ASSIGNMENT: Would you return the entries below exactly from the line containing "Query: green moss" onward, ending with the final line and including it, and nothing else?

*** MATERIAL SHOWN ***

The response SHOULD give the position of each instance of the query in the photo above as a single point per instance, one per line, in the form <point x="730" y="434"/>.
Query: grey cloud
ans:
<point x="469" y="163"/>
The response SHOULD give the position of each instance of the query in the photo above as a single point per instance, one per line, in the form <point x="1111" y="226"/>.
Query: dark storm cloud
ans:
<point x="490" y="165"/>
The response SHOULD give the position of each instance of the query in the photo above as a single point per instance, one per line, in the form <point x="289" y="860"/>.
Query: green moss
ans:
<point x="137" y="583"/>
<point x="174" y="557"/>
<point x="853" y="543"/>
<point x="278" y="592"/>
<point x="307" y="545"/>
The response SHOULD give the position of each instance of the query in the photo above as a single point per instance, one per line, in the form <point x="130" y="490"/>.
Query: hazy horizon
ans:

***

REPLY TO THE TASK:
Query: green moss
ans:
<point x="137" y="583"/>
<point x="174" y="557"/>
<point x="853" y="543"/>
<point x="278" y="592"/>
<point x="307" y="545"/>
The response SHOULD give the position of each instance of the query in the photo above as a single point per instance, one per line, in the form <point x="130" y="490"/>.
Query: hazy horizon
ans:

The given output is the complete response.